Add 131 to each coordinate of the answer points in the part of the material that opens with the line containing "Task: tag the awning" and runs through the end of the material, and give only that part again in full, requests included, with the format samples unchanged. Leave the pictures out of the answer.

* BEGIN *

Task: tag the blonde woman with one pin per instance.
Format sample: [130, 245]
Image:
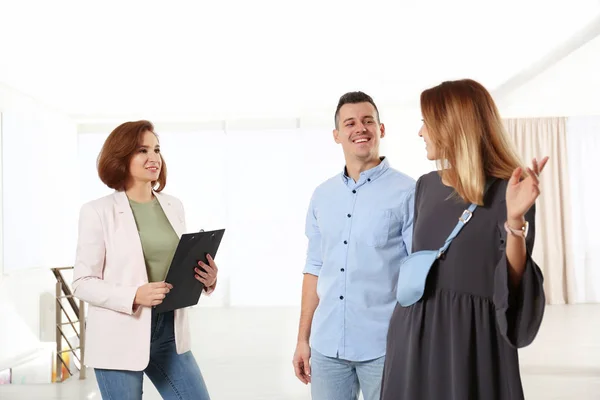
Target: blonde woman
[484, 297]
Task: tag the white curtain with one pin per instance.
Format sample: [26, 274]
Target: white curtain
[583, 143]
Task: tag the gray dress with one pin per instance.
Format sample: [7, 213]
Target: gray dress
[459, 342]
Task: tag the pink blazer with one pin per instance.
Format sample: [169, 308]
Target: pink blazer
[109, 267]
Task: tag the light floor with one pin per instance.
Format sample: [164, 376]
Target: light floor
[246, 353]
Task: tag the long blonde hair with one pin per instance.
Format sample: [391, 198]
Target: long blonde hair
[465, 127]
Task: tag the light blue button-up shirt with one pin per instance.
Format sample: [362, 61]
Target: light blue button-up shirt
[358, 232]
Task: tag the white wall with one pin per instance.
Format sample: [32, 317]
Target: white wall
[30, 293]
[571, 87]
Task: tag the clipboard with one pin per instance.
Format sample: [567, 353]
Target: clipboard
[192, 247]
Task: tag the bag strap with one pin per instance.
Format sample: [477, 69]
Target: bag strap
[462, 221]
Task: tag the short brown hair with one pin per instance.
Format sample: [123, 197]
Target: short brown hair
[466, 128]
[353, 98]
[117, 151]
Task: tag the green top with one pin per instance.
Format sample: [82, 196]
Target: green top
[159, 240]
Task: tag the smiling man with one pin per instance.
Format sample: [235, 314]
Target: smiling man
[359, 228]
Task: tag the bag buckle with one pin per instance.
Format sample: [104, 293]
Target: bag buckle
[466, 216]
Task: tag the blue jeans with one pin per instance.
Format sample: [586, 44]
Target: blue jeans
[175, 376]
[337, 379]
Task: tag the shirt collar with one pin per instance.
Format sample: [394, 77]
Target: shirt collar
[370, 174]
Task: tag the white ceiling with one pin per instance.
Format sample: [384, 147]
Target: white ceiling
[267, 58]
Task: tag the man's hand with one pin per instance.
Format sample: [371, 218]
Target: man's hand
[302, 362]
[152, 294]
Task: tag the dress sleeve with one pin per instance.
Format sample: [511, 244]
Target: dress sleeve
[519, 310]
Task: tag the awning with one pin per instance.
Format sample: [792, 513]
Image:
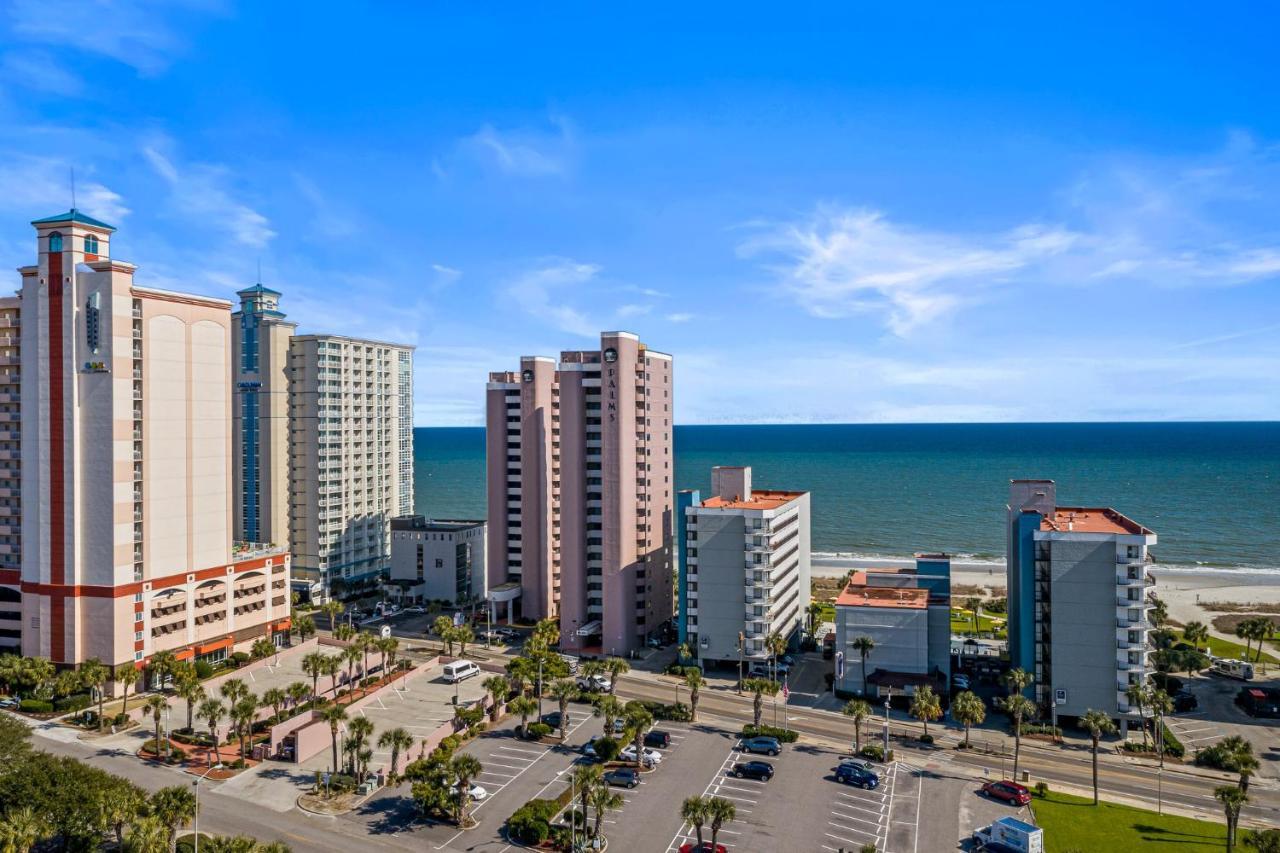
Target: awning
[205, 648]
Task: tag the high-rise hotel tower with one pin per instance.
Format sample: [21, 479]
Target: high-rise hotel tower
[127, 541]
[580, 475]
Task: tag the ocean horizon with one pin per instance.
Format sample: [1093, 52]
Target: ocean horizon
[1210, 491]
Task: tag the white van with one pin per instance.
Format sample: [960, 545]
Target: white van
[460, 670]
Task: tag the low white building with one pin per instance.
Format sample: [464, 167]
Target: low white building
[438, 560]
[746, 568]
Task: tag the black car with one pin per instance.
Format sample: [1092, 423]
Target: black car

* END *

(Result for this task):
Task: tag the awning with one pin per instance.
Format sample: [792, 513]
Image:
Target: awning
[336, 779]
Task: tag the high-rise hotel tower with one pin per instance.
Format sample: [21, 479]
Target: high-rise hotel tower
[258, 672]
[711, 606]
Task: tag the ocean horizon with one pin per instance.
Format sample: [1093, 52]
Target: ocean horizon
[1341, 622]
Task: tag the white van with one pin per instance.
Format sample: [960, 545]
Target: white van
[591, 801]
Task: tag the low white building with one pin per instance.
Format sample: [464, 167]
Target: low white building
[569, 691]
[877, 699]
Task: tag the black car with one pin per instance.
Format sample: [1092, 423]
Target: black car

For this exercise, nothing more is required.